Location labeling records:
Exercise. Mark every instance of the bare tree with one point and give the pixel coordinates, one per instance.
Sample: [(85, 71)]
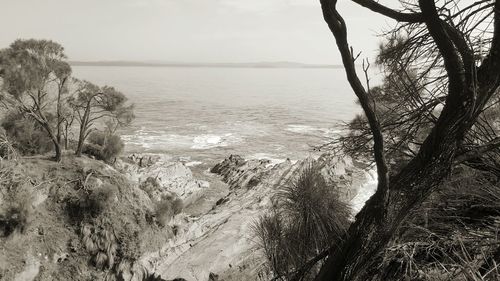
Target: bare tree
[(446, 45)]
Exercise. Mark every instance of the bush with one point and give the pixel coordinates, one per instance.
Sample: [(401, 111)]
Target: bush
[(16, 212), (14, 219), (83, 206), (307, 218), (27, 136), (104, 147)]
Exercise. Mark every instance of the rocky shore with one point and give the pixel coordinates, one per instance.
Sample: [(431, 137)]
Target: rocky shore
[(218, 239), (205, 232)]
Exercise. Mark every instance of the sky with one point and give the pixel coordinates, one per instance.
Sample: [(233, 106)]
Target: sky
[(190, 30)]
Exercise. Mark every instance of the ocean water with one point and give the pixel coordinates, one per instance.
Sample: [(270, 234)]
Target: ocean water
[(205, 114)]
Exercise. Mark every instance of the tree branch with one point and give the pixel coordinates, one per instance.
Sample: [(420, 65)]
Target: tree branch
[(388, 12), (337, 25)]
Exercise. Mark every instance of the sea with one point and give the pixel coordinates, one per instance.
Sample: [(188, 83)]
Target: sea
[(204, 114)]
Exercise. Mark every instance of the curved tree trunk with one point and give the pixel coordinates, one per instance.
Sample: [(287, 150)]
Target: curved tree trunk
[(385, 211)]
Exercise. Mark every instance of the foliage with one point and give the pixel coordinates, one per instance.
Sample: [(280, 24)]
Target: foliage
[(104, 106), (16, 210), (452, 236), (307, 218), (83, 206), (32, 72), (26, 135)]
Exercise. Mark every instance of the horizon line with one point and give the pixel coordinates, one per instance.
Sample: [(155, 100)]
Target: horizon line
[(264, 64)]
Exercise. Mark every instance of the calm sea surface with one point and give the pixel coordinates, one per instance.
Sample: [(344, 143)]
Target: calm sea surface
[(206, 114)]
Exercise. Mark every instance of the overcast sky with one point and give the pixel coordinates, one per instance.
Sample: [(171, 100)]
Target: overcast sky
[(189, 30)]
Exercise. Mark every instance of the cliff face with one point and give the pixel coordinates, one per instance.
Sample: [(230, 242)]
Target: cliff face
[(221, 241), (76, 220), (84, 218)]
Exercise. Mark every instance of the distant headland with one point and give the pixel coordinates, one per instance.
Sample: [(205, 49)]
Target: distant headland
[(279, 64)]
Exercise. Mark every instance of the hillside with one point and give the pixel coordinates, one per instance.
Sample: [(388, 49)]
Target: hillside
[(75, 220)]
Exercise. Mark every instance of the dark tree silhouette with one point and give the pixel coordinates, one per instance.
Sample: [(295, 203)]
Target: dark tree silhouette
[(456, 47)]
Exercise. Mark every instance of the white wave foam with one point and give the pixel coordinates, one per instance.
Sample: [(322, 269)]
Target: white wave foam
[(153, 140), (210, 141), (310, 130), (271, 157), (193, 163)]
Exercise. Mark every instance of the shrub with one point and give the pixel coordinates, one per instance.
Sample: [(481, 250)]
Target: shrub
[(104, 147), (27, 137), (307, 218), (16, 212), (82, 205), (14, 219)]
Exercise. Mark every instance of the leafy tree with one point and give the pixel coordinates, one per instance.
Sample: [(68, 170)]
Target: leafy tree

* _Problem_
Could you rewrite the stretch of the listing from the line containing "Exercise. Mark every instance of the curved" through the line containing "[(385, 211)]", requests included, multiplying every answer coordinate by 2.35 and rounding to whole numbers with halves rounded up? Leave the sample coordinates in the requests unchanged.

* _Answer for this exercise_
Exercise. Mark every instance of the curved tree trunk with one point and give the pixel coordinates, one per instance.
Sample: [(287, 150)]
Target: curved tree trunk
[(905, 496)]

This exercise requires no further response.